--- begin Selected passage ---
It is management's opinion, however that all material adjustments
(consisting of normal recurring adjustments) have been made which are
necessary for a fair financial statements presentation. The results for
the interim period are not necessarily indicative of the results to be
expected for the year.
The Company is operating as a Development Stage Company and intends to
develop and/or construct telecommunication and internet networks in the Far
East including the People's Republic of China. The Company is also
considering operating in other parts of the world, including the United
States.
For further information, refer to the consolidated financial statements and
footnotes included in the company's Form 10KSB for the year ended September
30, 1998.
NOTE 2 - NOTES PAYABLE
- ----------------------
On November 1, 1998 and November 12, 1998, a current shareholder
of the Company executed two promissory notes for $30,000 each. The $60,000
note proceeds were deposited in their entirety into the Company's bank
accounts. Both notes are for a one-year period, can be prepaid or
extended, and bear interest at 5% per annum. If the notes are extended
past the maturity date, the interest rate will increase to 7% per annum.
On October 2, 1997 and October 27, 1997, June 1, 1998, August 1, 1998,
September 15, and September 30, 1998, current shareholders of the Company
had also executed five promissory notes for $60,000, $100,000, $10,000,
$21,000, $9,000 and $20,000, respectively, having the same terms and
conditions as the new notes. Therefore, as December 31, 1998, notes
payable aggregated $280,000.
--- end Selected passage ---
▶ [What to do]
1. Can you summarize the financial statement notes in two sentences?
2. Could you restate word for word the part of the financial statement notes that opens with the words containing "For further information, refer" and closes with "7% per annum."?
The entries are separate from the financial statement notes.
--- begin Data excerpts ---
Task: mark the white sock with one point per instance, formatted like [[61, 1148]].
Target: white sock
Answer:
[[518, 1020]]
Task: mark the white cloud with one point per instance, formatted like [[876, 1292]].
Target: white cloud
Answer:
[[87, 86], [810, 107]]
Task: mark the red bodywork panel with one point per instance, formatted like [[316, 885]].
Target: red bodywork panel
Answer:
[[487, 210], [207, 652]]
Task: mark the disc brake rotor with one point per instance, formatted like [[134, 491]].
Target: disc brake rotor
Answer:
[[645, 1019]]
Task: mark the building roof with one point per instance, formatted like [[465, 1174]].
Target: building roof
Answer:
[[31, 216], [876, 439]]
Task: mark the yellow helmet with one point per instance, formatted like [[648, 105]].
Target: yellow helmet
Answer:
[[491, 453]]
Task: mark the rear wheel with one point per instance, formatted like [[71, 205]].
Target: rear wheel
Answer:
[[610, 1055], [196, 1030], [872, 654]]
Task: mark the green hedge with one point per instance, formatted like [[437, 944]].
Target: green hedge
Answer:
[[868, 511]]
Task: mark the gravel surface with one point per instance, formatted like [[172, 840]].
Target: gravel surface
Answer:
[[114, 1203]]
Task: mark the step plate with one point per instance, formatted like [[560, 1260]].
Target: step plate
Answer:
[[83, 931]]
--- end Data excerpts ---
▶ [The results]
1. The Company is a development stage company that intends to develop or construct telecommunication and internet networks in the Far East, including the People's Republic of China, and is also considering other parts of the world, including the United States. In November 1998 a current shareholder executed two one-year promissory notes of $30,000 each at 5% interest, rising to 7% if extended past maturity, and together with earlier shareholder notes on the same terms, notes payable aggregated $280,000 as of December 31, 1998.

2.
For further information, refer to the consolidated financial statements and
footnotes included in the company's Form 10KSB for the year ended September
30, 1998.
NOTE 2 - NOTES PAYABLE
- ----------------------
On November 1, 1998 and November 12, 1998, a current shareholder
of the Company executed two promissory notes for $30,000 each. The $60,000
note proceeds were deposited in their entirety into the Company's bank
accounts. Both notes are for a one-year period, can be prepaid or
extended, and bear interest at 5% per annum. If the notes are extended
past the maturity date, the interest rate will increase to 7% per annum.